* [Texte à lire]:
***

Tocqueville et la rage antirusse en 1849


Nicolas Bonnal

Par Nicolas Bonnal – Le 5 janvier 2017 – Source nicolasbonnal.wordpress.com

Sans l’Angleterre, notre diplomatie est frappée de la « peur du vide » écrit le général de Gaulle dans ses Mémoires. À partir de 1815, on aime jouer au caniche, jusqu’au suicide de 1940. Voyons une guerre évitée contre la Russie, racontée par Tocqueville dans ses souvenirs.

On est en 1849. Les peuples se révoltent et se font écraser les uns après les autres, en France y compris. La belle révolution finit par le pitoyable coup d’État de Louis-Napoléon, qui laisse le peuple à peu près sans réaction. Sur cette triste époque Flaubert a tout dit en 1853 dans sa correspondance :

« 89 a démoli la royauté et la noblesse, 48 la bourgeoisie et 51 le peuple. Il n’y a plus rien, qu’une tourbe canaille et imbécile. Nous sommes tous enfoncés au même niveau dans une médiocrité commune. »


Un temps ministre, Tocqueville est confronté à une grande crise antirusse. Le tzar Nicolas (ce n’est pas qu’on le défende…) a contribué à écraser les rebelles de l’empire autrichien, ils se sont réfugiés en Turquie et il menace l’empire ottoman qui héberge ces rebelles, dont le fameux hongrois Kossuth. L’empire ottoman devient un havre de paix et de démocratie, lui qui massacrera les bulgares puis les Arméniens, simples orthodoxes il est vrai. Tout d’un coup, la presse britannique qui laisse « le marché » exterminer et exiler trois millions d’Irlandais au cours d’une famine qui dure cinq ans, décide de faire la guerre à la Russie pour sauver les droits de l’homme ! Cette guerre continentale pouvait détruire l’Europe (la guerre de Crimée – toujours d’actualité – aussi barbare et occidentale qu’elle soit, aura le mérite de rester limitée, en ne privant de vie qu’un million de soldats…).

***

* [Entrées fournies]:
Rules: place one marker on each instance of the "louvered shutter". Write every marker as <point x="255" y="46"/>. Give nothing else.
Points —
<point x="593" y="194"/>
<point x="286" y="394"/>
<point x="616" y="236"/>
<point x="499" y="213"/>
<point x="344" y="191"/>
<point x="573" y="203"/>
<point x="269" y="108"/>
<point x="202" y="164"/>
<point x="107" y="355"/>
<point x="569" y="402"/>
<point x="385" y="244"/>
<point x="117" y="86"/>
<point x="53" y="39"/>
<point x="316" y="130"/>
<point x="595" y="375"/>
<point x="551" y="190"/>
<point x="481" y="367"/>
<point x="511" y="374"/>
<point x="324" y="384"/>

***

* [Objectifs]:
(a) Indiquez combien de lignes des entrées contiennent la chaîne « every ». Répondez par ce seul nombre.
(b) Rédigez la suite du texte sur Tocqueville et la crise antirusse de 1849, en reprenant après sa dernière phrase.

* [Résultats obtenus]:
(a) 1

(b)
On écoute Tocqueville qui narre la préparation britannique d’une guerre occidentale (déjà…) contre l’Autriche et la Russie :

« Malgré la gravité des circonstances, les ministres anglais, alors dispersés à cause des vacances du parlement, furent assez longs à se réunir, car, en ce pays, le seul dans le monde où l’aristocratie gouverne encore, la plupart des ministres sont en même temps de grands propriétaires et, d’ordinaire, de grands seigneurs. Ils se délassaient, en ce moment, dans leurs terres des fatigues et des ennuis des affaires ; ils ne se pressèrent pas de les quitter.

Pendant cet intervalle, toute la presse anglaise, sans distinction de parti, prit feu. Elle s’emporta contre les deux empereurs et enflamma l’opinion publique en faveur de la Turquie. »

Qui tenait, qui finançait cette fameuse presse anglaise, la plus libre du monde qui n’est bonne depuis toujours qu’à abrutir sa masse de lecteurs par le culte du fric et du people et à déclencher des guerres plus ou moins mondiales ?

Tocqueville décrit cette préparation à la grande guerre européenne (et je crois que mon ami Preparata a raison, les élites anglaises sont aussi responsables de la première guerre mondiale que de la deuxième, comme elles seront responsables de la troisième à venir) :

« Le gouvernement anglais, ainsi chauffé, prit aussitôt son parti. Cette fois il n’hésitait point, car il s’agissait, comme il le disait lui-même, non seulement du sultan, mais de l’influence de l’Angleterre dans le monde. Il décida donc : 1° qu’on ferait des représentations à la Russie et à l’Autriche ; 2° que l’escadre anglaise de la Méditerranée se rendrait devant les Dardanelles, pour donner confiance au sultan et défendre, au besoin, Constantinople. On nous invita à faire de même et à agir en commun. Le soir même, l’ordre de faire marcher la flotte anglaise fut expédié. »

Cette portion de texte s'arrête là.